- _Supplied passage_
*-*-*
Einstein, a genius scientist of the 20th century, and central to the new energy physics, stated that ‘a problem cannot be solved by the same mind set that created it’. Cancer is a case in point. Cancer is a dis-ease that stems partly from the products of the mechanistic, anthropomorphic and exploitative philosophy at the heart of our culture, which we tend to ignore. Its effective treatment demands that we see ourselves in a different way and act accordingly.
Medicine is extremely slow to move from a mechanistic and physical philosophy to a more energetic model, like the Gaian paradigm that values all life forms as connected. A philosophy of medicine that is over-reliant on logic and limited mainly to drugs and surgery is fundamental flawed. Acts of logic always rely on analysis, that is breaking down a ‘whole’ into its constituent parts, and examining each minutely. Reductionist approaches fail to see the connectivity and relatedness of all things. As a result this philosophy is offering us ‘cures’ to cancer that are often as dangerous and destructive as the disease itself.
*-*-*
- _Extracted entries_

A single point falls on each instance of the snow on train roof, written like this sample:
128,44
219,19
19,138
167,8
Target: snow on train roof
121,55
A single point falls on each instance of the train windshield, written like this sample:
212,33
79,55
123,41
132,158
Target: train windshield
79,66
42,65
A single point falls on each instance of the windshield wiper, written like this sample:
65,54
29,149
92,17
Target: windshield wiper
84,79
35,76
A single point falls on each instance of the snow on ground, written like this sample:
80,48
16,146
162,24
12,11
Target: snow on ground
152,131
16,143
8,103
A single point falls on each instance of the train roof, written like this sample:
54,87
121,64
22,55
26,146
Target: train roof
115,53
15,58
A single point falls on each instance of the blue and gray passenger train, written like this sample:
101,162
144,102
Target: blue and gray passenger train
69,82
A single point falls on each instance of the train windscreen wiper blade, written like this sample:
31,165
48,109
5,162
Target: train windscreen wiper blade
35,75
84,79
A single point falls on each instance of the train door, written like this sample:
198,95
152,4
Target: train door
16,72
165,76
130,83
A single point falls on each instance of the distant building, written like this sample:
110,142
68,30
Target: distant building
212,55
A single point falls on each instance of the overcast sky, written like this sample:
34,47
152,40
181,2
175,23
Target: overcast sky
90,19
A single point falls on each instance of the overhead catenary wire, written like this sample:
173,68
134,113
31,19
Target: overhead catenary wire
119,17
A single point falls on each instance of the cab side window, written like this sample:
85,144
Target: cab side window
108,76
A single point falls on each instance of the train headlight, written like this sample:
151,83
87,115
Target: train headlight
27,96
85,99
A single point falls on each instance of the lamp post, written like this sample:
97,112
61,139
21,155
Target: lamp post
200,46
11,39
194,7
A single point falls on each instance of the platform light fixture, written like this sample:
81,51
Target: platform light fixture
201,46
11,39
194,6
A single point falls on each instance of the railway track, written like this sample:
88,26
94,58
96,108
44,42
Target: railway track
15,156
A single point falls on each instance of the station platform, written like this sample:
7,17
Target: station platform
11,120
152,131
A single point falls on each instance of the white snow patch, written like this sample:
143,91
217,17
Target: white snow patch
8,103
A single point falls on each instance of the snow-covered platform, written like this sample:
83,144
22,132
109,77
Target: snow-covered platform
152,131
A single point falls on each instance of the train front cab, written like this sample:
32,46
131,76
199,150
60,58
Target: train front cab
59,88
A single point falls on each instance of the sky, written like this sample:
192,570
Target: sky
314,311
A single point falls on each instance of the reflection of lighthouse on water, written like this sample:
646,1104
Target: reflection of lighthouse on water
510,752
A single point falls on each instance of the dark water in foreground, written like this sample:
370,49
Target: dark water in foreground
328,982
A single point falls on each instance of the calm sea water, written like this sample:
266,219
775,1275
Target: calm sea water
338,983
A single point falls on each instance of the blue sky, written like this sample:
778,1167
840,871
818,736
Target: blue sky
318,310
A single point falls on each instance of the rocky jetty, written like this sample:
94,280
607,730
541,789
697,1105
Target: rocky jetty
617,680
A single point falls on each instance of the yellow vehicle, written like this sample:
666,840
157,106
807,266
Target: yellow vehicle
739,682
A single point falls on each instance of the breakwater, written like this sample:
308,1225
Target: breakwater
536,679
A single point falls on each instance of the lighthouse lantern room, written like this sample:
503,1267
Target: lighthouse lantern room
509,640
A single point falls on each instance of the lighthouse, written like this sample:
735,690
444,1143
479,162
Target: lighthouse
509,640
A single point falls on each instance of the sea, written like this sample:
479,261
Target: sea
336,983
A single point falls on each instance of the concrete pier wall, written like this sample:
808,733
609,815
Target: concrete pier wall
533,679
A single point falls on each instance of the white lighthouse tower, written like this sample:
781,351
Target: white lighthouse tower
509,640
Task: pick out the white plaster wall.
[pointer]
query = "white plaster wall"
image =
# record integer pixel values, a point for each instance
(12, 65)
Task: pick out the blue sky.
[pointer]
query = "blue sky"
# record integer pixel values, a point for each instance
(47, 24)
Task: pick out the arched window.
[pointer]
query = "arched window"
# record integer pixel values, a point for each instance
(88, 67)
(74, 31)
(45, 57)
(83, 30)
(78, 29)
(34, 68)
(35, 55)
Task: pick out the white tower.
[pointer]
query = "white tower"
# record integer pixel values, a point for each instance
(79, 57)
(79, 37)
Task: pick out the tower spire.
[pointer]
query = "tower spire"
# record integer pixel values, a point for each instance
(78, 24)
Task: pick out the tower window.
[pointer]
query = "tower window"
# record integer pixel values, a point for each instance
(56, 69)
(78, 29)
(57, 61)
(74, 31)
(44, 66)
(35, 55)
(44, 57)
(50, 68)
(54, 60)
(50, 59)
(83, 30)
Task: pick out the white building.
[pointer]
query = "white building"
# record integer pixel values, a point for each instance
*-*-*
- _Explore the material_
a. Quote the passage on cancer and medicine from "Einstein, a genius" up to and including "and act accordingly.".
b. Extend the passage on cancer and medicine from its final sentence.

- _List of answers_
a.
Einstein, a genius scientist of the 20th century, and central to the new energy physics, stated that ‘a problem cannot be solved by the same mind set that created it’. Cancer is a case in point. Cancer is a dis-ease that stems partly from the products of the mechanistic, anthropomorphic and exploitative philosophy at the heart of our culture, which we tend to ignore. Its effective treatment demands that we see ourselves in a different way and act accordingly.

b.
Nobel prize-winner Carlo Rubbia maintains that only a billionth of the world is actually made of matter and the rest is made of energy. The new sciences are challenging the way we perceive the world and as a result the way we relate to our bodies. Dr. K. Scott-Mumby is author of Virtual Medicine and an allergy specialist in the UK writes:
“Science is proving that we exist as regulated and informed energy. Disease can now be redefined as a disruption, cessation or distortion in the information and energy fields. Its time for medical practitioners to join the party”.
Classical science has reached the end of what it can explain in reductionist terms. Issues such as whether light is a particle or a wave, or whether or not water has a memory (an issue central to the ‘proof’ of homeopathy), are moving modern science to a quantum level that deals with fields of energy. Medical science is still stuck in a very physical universe, where the objective is to ‘excise the lump’ almost regardless of where it came from and individual conditions of the patient and their experiences.
New sciences such as the chaos theories point a way forward into handling the complexities of whole systems that work together, in synergy. Unfortunately our medical systems and practises are still too often based on philosophy formulated in medieval times.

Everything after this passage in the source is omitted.